§ **Given passage**
We investigate the training time of a number of different devices on two types of deep networks: an autoencoder and a deep convolutional network. Figure 4 shows the training times for the autoencoder network that we train on various devices. We can see the importance of having access to a GPU and how the amount of CUDA cores on the GPU can influence the training time. We repeat the training ten times and as can be seen by the standard deviation bars the training time does not vary much. The longest training time is for the RPi with an average of 8724 s (2.4 h). We did not graph this as it is such an outlier that it made it difficult to analyse the other devices being tested. The other CPU based training device was the next slowest, with an average training time of 296.6 s. The Jetson Tx2 shows the advantage of having access to a GPU even in a much smaller package with an average training time of 210.8 s. Having access to additional CUDA cores in cloud level GPUs can also have a large effect on the training time. The average training time for the g2.2xlarge was 118.1 s and the average training time for the p2.xlarge was 98.4 s.

Fig. 4.
figure 4

Autoencoder training time

Fig. 5.
figure 5

Convolution network training time

Figure 5 shows the training times for a convolutional network, which can be used for image recognition and video analysis. The RPi is not graphed again due to the long training time with an average of 4364 s (1.2 h). The convolution network follows a similar pattern to the autoencoder with the CPU taking the next longest to train with an average of 145.6 s. The Jetson reduces the training time by more than half to 67.9 s. The two cloud level GPUs are also able to reduce this even further with the g2.2xlarge taking 23.3 s and the p2.xlarge taking 14.9 s.

6 Conclusion and Future Work

The results of the experiments have provided a number of interesting insights to urban reasoning especially in a smart city context. Initially we showed how the use of an edge architecture can be useful to reduce the network delay from an average of 40.2 ms in the Paris cloud and 24.1 ms in the Dublin cloud to 5.39 ms on the Jetson at the edge. The reduced network delay and packet loss in the edge architecture allows for a range of new urban reasoning applications e.g., collision detection and patient monitoring. The improvement in training times compared not only to other IoT devices such as the raspberry pi but also to a standard desktop opens a range of possibilities for how we can train these deep networks in the future. The ability for these devices to start with a master model and tune this to suit the environment, while reporting updates in an encrypted fashion so that no individual update is stored online and no training data is exchanged is an exciting possibility.

Deep learning models have proven unreasonably effective in a number of challenging problems that can be applied to urban reasoning [19]. Further research is needed in this area to collect large datasets from smart cities to validate the effectiveness of these algorithms in a smart city environment. New devices capable of running these models are getting smaller and more powerful with the newly announced Jetson Xavier having \(20{\times }\) the performance of the current Tx2 model, which we evaluated in this paper. This will allow for even deeper edges in smart cities with the majority of urban reasoning tasks and analytics happening one hop from the user.

§ **Study questions**
1) In the passage on device training times, what was the average autoencoder training time on the Jetson Tx2?
2) Reproduce the part of the passage on device training times starting with "Deep learning models" and going on through "from the user.".

(Collected data entries)
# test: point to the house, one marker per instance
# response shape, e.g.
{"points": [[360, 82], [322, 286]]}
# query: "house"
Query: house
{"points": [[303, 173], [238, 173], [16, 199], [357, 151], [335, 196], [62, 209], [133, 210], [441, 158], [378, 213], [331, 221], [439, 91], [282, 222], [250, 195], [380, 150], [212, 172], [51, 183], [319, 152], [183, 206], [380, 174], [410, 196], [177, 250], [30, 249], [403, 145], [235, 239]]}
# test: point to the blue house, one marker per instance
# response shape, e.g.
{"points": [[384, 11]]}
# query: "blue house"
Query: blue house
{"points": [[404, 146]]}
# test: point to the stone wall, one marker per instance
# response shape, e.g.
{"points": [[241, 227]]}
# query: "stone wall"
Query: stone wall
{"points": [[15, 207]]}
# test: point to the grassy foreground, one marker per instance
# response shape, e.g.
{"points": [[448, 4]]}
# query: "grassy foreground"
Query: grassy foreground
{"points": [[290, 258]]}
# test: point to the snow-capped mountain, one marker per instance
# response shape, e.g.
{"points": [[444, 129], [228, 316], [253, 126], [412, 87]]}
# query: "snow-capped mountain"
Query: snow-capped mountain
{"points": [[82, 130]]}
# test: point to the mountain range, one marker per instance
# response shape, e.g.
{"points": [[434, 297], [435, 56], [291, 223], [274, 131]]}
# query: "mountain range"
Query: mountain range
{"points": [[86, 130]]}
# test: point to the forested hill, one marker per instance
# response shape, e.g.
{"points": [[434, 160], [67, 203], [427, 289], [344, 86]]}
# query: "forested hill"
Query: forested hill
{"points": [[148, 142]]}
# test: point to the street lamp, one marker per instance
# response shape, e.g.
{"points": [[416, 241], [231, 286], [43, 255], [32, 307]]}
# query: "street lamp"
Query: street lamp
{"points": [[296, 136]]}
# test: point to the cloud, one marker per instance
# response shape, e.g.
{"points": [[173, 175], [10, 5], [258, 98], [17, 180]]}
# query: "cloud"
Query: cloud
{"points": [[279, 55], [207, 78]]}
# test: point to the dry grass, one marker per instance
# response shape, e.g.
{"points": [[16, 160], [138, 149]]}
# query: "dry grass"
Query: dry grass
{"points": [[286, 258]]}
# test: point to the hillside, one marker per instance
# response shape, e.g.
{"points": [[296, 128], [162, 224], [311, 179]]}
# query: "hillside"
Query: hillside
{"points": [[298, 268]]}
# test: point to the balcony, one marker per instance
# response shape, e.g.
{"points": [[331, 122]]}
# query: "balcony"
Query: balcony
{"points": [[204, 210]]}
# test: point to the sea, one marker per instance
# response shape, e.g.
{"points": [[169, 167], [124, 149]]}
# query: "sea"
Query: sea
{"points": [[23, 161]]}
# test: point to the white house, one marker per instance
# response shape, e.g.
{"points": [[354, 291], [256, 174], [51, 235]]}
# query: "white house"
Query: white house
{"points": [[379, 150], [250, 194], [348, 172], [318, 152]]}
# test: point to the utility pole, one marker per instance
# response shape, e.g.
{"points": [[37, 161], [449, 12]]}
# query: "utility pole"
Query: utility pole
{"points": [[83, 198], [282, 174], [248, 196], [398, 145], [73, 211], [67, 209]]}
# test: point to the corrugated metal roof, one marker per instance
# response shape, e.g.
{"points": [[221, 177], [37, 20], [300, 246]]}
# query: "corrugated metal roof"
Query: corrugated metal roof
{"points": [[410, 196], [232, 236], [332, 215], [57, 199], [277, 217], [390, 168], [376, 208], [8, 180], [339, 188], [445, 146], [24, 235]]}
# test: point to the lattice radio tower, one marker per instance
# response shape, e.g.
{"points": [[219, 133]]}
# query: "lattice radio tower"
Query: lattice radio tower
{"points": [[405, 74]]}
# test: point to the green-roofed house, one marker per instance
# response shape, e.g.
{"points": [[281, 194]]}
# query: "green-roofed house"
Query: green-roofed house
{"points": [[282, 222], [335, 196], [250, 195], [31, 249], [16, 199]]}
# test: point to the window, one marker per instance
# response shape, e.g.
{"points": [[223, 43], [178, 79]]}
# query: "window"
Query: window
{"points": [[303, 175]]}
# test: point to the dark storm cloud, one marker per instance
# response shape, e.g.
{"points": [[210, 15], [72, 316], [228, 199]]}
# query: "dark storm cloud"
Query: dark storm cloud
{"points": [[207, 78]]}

§ **Response list**
1) 210.8 s

2)
Deep learning models have proven unreasonably effective in a number of challenging problems that can be applied to urban reasoning [19]. Further research is needed in this area to collect large datasets from smart cities to validate the effectiveness of these algorithms in a smart city environment. New devices capable of running these models are getting smaller and more powerful with the newly announced Jetson Xavier having \(20{\times }\) the performance of the current Tx2 model, which we evaluated in this paper. This will allow for even deeper edges in smart cities with the majority of urban reasoning tasks and analytics happening one hop from the user.